▶ REQUIREMENT:
Copy out lines with the word "dark" from the material that follows.

▶ MATERIAL SHOWN:

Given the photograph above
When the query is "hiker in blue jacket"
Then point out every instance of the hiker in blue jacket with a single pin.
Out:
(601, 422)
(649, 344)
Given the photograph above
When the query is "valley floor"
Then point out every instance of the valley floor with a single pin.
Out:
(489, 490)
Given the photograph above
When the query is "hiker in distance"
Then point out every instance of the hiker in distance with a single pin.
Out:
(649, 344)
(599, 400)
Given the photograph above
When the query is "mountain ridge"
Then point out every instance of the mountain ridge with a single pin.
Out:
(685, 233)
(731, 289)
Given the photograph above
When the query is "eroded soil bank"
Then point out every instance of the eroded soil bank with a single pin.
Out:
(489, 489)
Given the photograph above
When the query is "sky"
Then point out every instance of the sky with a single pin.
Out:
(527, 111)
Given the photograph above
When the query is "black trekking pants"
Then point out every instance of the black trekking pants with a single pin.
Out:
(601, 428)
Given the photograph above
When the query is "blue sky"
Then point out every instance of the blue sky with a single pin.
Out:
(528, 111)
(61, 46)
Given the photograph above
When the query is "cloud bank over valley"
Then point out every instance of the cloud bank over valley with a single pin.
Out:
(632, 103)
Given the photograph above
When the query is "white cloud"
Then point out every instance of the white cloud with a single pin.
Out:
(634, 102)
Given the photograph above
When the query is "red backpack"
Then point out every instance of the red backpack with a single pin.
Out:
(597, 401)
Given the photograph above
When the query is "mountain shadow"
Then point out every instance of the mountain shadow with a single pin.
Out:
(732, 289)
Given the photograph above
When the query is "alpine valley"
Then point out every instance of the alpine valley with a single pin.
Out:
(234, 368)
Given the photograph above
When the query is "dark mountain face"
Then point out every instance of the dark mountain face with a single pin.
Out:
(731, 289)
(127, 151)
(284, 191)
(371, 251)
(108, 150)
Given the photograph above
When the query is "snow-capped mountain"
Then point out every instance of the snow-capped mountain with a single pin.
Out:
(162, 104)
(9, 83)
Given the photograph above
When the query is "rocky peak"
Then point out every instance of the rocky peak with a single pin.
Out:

▶ EXPECTED ANSWER:
When the query is "dark mountain face"
Then point out every instance of the dark mountain face with a single pin.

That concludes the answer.